Provide again, from the entries below, every line from the one containing "# point at: the white paper" through the one containing "Shape | the position of each instance looks like (407,261)", exactly as written, and no other line.

(Items from a data source)
______

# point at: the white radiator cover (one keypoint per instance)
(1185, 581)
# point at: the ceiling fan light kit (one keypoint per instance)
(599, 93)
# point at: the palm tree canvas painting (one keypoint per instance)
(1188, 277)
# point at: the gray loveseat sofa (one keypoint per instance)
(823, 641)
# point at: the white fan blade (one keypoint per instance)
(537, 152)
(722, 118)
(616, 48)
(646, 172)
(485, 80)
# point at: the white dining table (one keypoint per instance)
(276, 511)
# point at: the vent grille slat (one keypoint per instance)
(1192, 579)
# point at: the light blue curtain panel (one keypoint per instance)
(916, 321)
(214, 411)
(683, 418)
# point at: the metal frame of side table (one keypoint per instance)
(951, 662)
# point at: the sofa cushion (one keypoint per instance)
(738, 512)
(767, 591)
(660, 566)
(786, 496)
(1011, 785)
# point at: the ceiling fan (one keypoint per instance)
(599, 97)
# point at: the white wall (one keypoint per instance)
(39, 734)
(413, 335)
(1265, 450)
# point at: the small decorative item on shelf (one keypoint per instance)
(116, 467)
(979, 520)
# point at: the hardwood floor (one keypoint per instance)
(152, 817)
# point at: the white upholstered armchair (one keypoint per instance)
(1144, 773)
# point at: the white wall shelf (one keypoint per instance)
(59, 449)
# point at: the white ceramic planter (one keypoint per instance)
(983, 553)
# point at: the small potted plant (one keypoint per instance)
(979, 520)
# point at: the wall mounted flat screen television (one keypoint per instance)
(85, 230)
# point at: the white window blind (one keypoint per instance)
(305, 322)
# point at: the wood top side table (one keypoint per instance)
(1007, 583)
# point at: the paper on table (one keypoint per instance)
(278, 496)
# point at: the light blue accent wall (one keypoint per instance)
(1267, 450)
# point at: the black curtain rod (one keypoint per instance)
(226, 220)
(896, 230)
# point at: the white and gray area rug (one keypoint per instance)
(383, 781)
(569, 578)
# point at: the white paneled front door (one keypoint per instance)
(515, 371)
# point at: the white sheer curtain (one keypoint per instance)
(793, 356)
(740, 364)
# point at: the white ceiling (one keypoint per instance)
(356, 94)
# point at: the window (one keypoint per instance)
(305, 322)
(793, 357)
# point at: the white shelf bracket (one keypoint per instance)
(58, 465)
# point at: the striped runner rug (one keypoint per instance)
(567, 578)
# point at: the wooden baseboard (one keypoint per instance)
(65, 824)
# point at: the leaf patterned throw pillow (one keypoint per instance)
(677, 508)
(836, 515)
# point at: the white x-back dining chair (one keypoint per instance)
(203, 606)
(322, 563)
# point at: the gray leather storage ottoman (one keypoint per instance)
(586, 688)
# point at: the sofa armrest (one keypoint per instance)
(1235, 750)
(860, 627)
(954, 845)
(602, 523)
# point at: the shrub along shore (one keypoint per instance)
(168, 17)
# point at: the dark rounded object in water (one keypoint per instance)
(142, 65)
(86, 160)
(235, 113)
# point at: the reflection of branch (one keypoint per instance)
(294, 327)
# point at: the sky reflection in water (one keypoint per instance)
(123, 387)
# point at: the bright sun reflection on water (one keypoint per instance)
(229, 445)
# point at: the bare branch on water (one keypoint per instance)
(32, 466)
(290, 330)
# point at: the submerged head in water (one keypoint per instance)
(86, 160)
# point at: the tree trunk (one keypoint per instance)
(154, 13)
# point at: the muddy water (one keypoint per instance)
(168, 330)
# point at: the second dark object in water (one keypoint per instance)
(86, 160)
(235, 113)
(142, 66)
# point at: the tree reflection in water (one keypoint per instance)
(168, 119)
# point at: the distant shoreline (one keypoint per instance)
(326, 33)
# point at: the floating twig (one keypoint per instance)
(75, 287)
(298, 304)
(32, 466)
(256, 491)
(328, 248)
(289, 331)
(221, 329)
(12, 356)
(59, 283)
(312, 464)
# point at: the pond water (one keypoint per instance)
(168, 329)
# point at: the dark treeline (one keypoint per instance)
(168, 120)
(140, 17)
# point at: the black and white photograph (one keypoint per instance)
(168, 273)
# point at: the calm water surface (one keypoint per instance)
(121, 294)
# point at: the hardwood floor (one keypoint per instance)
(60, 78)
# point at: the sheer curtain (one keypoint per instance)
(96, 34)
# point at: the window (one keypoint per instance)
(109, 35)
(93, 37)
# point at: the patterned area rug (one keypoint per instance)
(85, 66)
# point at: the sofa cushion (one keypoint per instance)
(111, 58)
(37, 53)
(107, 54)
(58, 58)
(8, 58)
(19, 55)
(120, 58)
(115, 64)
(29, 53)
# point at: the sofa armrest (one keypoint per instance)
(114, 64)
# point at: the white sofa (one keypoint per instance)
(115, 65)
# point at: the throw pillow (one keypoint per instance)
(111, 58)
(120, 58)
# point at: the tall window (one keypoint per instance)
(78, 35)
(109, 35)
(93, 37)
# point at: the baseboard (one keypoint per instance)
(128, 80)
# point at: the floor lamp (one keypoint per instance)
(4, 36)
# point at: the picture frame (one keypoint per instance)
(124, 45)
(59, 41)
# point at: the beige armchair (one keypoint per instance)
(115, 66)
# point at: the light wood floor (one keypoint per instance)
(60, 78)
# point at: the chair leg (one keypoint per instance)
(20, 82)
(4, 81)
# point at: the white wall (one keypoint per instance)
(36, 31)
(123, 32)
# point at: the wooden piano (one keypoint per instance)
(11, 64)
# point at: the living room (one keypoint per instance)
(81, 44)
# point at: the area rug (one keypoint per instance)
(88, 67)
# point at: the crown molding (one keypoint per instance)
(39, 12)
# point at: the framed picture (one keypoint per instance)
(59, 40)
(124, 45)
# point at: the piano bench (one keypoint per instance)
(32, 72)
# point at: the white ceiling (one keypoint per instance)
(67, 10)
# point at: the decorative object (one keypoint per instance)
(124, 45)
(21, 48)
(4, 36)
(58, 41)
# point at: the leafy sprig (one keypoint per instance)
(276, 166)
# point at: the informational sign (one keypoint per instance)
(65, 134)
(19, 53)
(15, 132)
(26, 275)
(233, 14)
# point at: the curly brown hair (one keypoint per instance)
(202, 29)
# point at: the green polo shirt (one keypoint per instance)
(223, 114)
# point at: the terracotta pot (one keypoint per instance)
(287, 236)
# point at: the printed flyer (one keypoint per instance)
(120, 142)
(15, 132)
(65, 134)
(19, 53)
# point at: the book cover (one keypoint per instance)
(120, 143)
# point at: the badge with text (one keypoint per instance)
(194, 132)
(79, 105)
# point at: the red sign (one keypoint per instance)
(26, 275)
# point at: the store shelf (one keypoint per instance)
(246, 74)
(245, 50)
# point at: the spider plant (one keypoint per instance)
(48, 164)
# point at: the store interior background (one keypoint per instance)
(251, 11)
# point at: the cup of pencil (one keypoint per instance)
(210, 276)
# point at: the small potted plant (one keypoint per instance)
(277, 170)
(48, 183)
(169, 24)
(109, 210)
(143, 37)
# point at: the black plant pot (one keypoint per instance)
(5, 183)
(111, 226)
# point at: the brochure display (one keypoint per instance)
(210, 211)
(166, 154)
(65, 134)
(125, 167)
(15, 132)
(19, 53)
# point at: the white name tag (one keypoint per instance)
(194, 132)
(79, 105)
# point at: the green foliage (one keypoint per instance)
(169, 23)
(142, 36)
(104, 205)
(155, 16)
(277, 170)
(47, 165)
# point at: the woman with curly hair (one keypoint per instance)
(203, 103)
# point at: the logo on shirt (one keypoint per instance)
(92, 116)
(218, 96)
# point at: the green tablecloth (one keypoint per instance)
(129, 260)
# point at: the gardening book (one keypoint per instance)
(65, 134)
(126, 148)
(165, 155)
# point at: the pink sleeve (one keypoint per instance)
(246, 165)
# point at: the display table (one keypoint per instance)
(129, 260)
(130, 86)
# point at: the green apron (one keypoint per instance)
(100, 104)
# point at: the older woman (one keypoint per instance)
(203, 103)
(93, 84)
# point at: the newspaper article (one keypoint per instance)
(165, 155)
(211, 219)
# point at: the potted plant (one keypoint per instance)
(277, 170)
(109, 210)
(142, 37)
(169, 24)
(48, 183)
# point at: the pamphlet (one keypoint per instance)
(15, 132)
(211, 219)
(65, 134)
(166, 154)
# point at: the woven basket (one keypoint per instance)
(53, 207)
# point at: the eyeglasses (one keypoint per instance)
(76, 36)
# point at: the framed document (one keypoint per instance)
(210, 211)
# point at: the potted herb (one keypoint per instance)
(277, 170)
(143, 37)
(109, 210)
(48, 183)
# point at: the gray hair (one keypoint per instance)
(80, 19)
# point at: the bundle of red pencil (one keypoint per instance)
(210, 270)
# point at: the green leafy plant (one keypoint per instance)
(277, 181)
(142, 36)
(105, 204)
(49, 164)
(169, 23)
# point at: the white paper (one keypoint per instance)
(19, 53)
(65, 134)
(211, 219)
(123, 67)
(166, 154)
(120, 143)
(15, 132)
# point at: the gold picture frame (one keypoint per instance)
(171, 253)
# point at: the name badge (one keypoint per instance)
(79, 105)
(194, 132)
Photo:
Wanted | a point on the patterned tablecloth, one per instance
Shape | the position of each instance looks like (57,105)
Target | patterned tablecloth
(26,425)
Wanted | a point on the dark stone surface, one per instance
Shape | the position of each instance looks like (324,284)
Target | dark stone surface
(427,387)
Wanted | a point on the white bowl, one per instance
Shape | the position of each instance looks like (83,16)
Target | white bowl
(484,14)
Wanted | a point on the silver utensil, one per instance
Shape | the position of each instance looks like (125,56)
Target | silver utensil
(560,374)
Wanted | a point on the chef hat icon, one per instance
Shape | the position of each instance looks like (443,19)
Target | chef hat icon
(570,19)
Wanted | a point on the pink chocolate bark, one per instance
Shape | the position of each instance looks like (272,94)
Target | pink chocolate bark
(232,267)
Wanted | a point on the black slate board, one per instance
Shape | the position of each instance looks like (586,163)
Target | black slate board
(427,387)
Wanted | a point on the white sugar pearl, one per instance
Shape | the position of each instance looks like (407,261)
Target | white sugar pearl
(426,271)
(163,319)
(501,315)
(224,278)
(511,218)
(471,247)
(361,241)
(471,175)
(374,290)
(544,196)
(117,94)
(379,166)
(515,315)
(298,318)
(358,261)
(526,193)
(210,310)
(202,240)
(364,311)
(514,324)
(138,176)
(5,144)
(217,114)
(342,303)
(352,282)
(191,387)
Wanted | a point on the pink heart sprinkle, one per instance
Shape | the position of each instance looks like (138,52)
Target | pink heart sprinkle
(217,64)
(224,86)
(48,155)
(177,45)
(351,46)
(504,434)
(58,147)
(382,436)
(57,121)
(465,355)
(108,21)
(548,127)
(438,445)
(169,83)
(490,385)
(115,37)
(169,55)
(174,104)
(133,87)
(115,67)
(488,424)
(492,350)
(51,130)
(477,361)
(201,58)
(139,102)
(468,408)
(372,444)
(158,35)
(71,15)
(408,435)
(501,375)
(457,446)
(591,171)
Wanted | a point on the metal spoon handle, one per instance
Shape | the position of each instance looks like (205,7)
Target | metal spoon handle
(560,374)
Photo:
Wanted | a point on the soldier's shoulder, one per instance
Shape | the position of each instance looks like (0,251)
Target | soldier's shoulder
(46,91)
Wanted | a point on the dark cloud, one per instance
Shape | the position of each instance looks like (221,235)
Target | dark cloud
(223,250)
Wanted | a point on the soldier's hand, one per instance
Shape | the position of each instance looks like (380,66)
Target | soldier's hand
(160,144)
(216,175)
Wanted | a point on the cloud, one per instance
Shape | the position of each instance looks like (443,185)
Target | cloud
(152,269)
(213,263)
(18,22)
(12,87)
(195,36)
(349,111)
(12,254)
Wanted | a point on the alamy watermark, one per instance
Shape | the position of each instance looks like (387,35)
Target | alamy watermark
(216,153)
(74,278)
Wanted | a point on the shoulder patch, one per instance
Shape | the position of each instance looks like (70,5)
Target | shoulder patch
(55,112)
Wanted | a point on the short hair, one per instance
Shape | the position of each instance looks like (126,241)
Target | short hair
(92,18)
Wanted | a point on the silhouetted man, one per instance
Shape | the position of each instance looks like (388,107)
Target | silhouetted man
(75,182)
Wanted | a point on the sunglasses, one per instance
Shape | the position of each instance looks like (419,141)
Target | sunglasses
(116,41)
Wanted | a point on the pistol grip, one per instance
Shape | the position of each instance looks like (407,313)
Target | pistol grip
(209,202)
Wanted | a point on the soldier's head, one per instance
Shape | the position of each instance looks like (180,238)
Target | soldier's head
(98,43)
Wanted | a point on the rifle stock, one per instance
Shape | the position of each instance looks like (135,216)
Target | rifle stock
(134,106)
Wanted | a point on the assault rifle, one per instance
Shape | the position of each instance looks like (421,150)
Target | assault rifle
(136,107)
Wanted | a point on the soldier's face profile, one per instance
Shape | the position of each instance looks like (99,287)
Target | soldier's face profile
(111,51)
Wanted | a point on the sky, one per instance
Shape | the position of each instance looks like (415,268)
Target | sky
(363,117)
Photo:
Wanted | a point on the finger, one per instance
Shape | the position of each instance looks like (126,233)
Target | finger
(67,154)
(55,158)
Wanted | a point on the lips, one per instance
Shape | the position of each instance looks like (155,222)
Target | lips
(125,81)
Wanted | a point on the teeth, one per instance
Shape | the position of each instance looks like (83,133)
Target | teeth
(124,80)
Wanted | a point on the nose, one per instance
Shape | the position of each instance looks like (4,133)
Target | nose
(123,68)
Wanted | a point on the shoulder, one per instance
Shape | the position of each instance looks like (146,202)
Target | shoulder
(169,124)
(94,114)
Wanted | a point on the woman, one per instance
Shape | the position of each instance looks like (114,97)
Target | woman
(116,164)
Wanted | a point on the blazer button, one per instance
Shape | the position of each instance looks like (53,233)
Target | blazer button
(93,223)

______

Result ▸
# point at: the white paper (one keypoint per instance)
(19, 53)
(65, 134)
(211, 219)
(123, 67)
(166, 154)
(120, 143)
(15, 132)
# point at: the gold picture frame (one keypoint per instance)
(171, 253)
# point at: the name badge (one keypoint per instance)
(79, 105)
(194, 132)
Photo:
Wanted | a point on the patterned tablecloth, one per instance
Shape | the position of each instance looks like (57,105)
Target | patterned tablecloth
(26,425)
Wanted | a point on the dark stone surface, one per instance
Shape | the position of each instance looks like (324,284)
Target | dark stone surface
(427,387)
Wanted | a point on the white bowl, one per instance
Shape | the position of each instance looks like (83,16)
Target | white bowl
(484,14)
Wanted | a point on the silver utensil, one per instance
Shape | the position of each instance looks like (125,56)
Target | silver utensil
(560,374)
Wanted | a point on the chef hat icon, one per instance
Shape | the position of each instance looks like (443,19)
Target | chef hat icon
(570,19)
Wanted | a point on the pink chocolate bark, one per instance
Shape | the position of each instance looks like (272,94)
Target | pink chocolate bark
(232,267)
Wanted | a point on the black slate board, one per instance
Shape | the position of each instance looks like (586,163)
Target | black slate board
(427,387)
Wanted | a point on the white sugar pearl, one per instance
Shape | the position of each instance looks like (407,261)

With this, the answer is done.